_Selección_
La mención que hizo el Papa
sobre la crítica del Islam formulada en el siglo XIV por el emperador bizantino
Manuel II Paleólogo no puede más que entenderse como una metedura de pata.
Cualquier persona medianamente informada sabe que hacer un comentario de este
tipo en las actuales circunstancias es lo mismo que arrojar gasolina al fuego
para apagarlo, máxime después de la que se armó no hace mucho con el tema de
las caricaturas de Mahoma. Independientemente de las violentas manifestaciones
generadas en el mundo musulmán, actos como éste refuerzan al sector más
integrista del islamismo.
Pero la inconveniencia de tal
discurso alcanza también al mundo occidental. Como se sabe, éste está dividido
en dos bloques a la hora de dar respuesta al terrorismo islámico. Por un lado,
los partidarios del choque de civilizaciones con Huntington como principal
ideólogo y Bush como ejecutor eficiente y por otro los que se inclinan por
acciones de tipo político y diplomático, estrategia defendida por varios países
europeos, los que en su día se llamaron la ‘vieja Europa’.

_Trabajo por hacer_
1. Responde, según el texto sobre el discurso del Papa:
(a) ¿Qué emperador bizantino formuló la crítica del Islam que mencionó el Papa y en qué siglo lo hizo?
(b) ¿Qué papel se atribuye a Huntington y cuál a Bush entre los partidarios del choque de civilizaciones?
(c) ¿Con qué nombre se designó en su día a los países europeos que defienden acciones de tipo político y diplomático?
2. Actualiza un fragmento del texto sobre el discurso del Papa: comienza en las palabras "Pero la inconveniencia" y termina tras "la ‘vieja Europa’.". Reescríbelo cambiando "diplomático" por "económico".

Registros del conjunto de datos:

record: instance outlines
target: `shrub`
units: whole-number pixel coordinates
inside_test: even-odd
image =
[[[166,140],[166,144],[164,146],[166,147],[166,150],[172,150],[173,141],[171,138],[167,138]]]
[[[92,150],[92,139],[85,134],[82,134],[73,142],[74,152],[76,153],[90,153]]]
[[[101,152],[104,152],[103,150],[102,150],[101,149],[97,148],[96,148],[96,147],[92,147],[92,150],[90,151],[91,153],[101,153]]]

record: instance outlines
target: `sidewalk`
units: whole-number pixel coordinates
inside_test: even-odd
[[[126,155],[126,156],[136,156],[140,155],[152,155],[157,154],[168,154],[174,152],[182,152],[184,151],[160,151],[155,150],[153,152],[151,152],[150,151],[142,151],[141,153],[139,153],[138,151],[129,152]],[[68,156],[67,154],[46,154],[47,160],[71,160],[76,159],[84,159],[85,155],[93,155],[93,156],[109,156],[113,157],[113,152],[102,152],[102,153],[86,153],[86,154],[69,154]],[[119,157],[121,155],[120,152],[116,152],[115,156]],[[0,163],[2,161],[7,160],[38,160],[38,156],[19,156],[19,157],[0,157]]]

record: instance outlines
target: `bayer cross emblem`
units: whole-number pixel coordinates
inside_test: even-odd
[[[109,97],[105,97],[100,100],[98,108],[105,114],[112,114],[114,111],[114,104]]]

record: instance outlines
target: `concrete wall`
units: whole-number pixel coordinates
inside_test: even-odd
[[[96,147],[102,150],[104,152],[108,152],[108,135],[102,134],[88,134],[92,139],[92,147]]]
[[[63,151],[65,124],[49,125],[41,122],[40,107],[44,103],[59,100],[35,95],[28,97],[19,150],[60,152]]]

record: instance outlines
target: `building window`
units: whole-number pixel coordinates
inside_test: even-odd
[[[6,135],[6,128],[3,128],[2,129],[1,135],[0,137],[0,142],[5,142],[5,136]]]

_Respuestas por tarea_
1.
(a) Manuel II Paleólogo, en el siglo XIV.
(b) Huntington figura como principal ideólogo y Bush como ejecutor eficiente.
(c) Se les llamó la ‘vieja Europa’.

2.
Pero la inconveniencia de tal
discurso alcanza también al mundo occidental. Como se sabe, éste está dividido
en dos bloques a la hora de dar respuesta al terrorismo islámico. Por un lado,
los partidarios del choque de civilizaciones con Huntington como principal
ideólogo y Bush como ejecutor eficiente y por otro los que se inclinan por
acciones de tipo político y económico, estrategia defendida por varios países
europeos, los que en su día se llamaron la ‘vieja Europa’.